_Aim of the task_
Each line below needs to be repeated precisely as it is.

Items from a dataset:
☆ ☆ ☆
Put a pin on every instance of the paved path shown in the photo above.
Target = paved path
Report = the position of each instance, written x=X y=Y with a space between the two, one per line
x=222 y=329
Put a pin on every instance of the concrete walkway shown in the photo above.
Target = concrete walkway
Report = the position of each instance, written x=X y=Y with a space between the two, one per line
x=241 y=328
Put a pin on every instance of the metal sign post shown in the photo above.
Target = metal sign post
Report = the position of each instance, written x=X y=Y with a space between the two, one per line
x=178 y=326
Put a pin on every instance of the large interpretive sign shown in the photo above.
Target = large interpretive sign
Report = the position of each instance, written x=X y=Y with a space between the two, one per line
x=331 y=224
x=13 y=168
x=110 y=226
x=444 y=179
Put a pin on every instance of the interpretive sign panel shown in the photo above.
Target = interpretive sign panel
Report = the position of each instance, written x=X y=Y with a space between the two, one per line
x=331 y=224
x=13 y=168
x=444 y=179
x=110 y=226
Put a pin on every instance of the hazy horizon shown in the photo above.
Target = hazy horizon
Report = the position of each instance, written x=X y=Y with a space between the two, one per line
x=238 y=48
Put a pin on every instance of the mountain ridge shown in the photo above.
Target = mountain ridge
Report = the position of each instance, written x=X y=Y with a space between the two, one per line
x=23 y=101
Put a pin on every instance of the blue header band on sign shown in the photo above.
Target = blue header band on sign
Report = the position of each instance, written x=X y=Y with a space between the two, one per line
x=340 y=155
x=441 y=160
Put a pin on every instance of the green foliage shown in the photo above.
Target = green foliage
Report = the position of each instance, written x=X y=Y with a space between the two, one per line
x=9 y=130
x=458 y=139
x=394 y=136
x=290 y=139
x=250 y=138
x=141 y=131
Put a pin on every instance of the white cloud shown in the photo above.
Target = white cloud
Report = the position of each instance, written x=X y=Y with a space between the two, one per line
☆ ☆ ☆
_The answer_
Put a pin on every instance of the paved path shown in the photo above.
Target = paved path
Report = the position of each instance, written x=X y=Y with a space between the two, one per line
x=222 y=329
Put a pin on every instance of the concrete walkway shown in the photo above.
Target = concrete walkway
Report = the position of each instance, written x=X y=Y with a space between the two, one per line
x=241 y=328
Put a pin on every instance of the metal sign post shown in the photo above.
Target = metal sign post
Report = the position of each instance, written x=X y=Y with a space between the two, one per line
x=178 y=326
Put a pin on every instance of the large interpretive sign shown in the photo above.
Target = large interpretive sign
Report = the position of each instance, written x=X y=Y with a space between the two, one per line
x=331 y=224
x=13 y=168
x=110 y=226
x=444 y=179
Put a pin on every instance of the interpretive sign panel shown in the photo above.
Target = interpretive sign panel
Report = the position of each instance, written x=X y=Y with a space between the two, one per line
x=331 y=224
x=13 y=168
x=444 y=179
x=110 y=226
Put a pin on every instance of the hazy horizon shown in the photo above.
Target = hazy horizon
Report = the position of each instance, written x=X y=Y with a space between the two, one per line
x=238 y=48
Put a pin on every instance of the mountain ridge shown in the photo above.
Target = mountain ridge
Report = the position of each instance, written x=X y=Y with a space between the two, one per line
x=23 y=101
Put a pin on every instance of the blue header band on sign shown in the photo above.
Target = blue header band on sign
Report = the position of each instance, written x=X y=Y with a space between the two, one per line
x=340 y=155
x=441 y=160
Put a pin on every instance of the green foliage shown in the photo above.
Target = green foliage
Report = the position of each instance, written x=X y=Y with a space between the two, one per line
x=9 y=130
x=458 y=139
x=394 y=136
x=290 y=139
x=250 y=138
x=141 y=131
Put a pin on every instance of the white cloud shown in the photo above.
Target = white cloud
Report = the position of each instance, written x=X y=Y with a space between the two, one per line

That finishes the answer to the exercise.